Challenge:
Turn the stretch from the start of the entries below through the line containing "[(0, 37), (120, 38), (120, 0), (0, 0)]" into a JSON list of strings, one per line, with blank lines and pictures left out.

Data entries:

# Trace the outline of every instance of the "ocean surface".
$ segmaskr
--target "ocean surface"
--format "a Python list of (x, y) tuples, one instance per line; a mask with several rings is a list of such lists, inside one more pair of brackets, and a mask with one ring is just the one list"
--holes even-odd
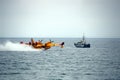
[(79, 38), (51, 40), (64, 48), (35, 50), (19, 44), (29, 38), (1, 38), (0, 80), (120, 80), (120, 38), (88, 38), (91, 48), (76, 48)]

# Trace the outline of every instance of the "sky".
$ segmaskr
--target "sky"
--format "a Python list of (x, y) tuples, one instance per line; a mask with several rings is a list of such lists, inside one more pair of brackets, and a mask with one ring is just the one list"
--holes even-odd
[(0, 37), (120, 38), (120, 0), (0, 0)]

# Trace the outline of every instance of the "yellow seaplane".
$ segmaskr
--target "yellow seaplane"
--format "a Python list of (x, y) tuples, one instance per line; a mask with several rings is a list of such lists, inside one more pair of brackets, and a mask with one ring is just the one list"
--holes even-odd
[(40, 40), (39, 41), (34, 41), (33, 38), (31, 38), (31, 42), (29, 42), (29, 43), (20, 42), (20, 44), (29, 45), (29, 46), (32, 46), (35, 49), (44, 48), (45, 50), (50, 49), (51, 47), (54, 47), (54, 46), (60, 46), (61, 48), (64, 47), (64, 42), (59, 44), (59, 43), (54, 43), (53, 41), (50, 40), (50, 41), (48, 41), (46, 43), (42, 43), (42, 40), (41, 41)]

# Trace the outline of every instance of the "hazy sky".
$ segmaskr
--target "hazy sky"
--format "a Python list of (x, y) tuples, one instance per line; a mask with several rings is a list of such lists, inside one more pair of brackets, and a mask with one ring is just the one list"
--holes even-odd
[(0, 37), (119, 37), (120, 0), (0, 0)]

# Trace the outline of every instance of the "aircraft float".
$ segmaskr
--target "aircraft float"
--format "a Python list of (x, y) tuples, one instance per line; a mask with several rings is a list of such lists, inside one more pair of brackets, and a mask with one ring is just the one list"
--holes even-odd
[(33, 38), (31, 38), (31, 42), (28, 42), (28, 43), (24, 43), (24, 42), (20, 42), (20, 44), (25, 44), (25, 45), (29, 45), (29, 46), (32, 46), (33, 48), (35, 49), (42, 49), (44, 48), (45, 50), (47, 49), (50, 49), (51, 47), (54, 47), (54, 46), (59, 46), (61, 48), (64, 47), (64, 42), (62, 43), (54, 43), (54, 41), (48, 41), (46, 43), (42, 43), (42, 40), (40, 41), (34, 41)]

Exercise result:
[
  "# Trace the outline of every instance of the \"ocean surface\".",
  "$ segmaskr",
  "--target \"ocean surface\"",
  "--format \"a Python list of (x, y) tuples, one instance per line; a mask with several rings is a list of such lists, inside one more pair of brackets, and a mask with one ring is just the one list\"",
  "--holes even-odd",
  "[(79, 38), (51, 40), (64, 48), (35, 50), (19, 44), (29, 38), (1, 38), (0, 80), (120, 80), (120, 38), (88, 38), (91, 48), (76, 48)]",
  "# Trace the outline of every instance of the \"sky\".",
  "$ segmaskr",
  "--target \"sky\"",
  "--format \"a Python list of (x, y) tuples, one instance per line; a mask with several rings is a list of such lists, inside one more pair of brackets, and a mask with one ring is just the one list\"",
  "--holes even-odd",
  "[(0, 37), (120, 38), (120, 0), (0, 0)]"
]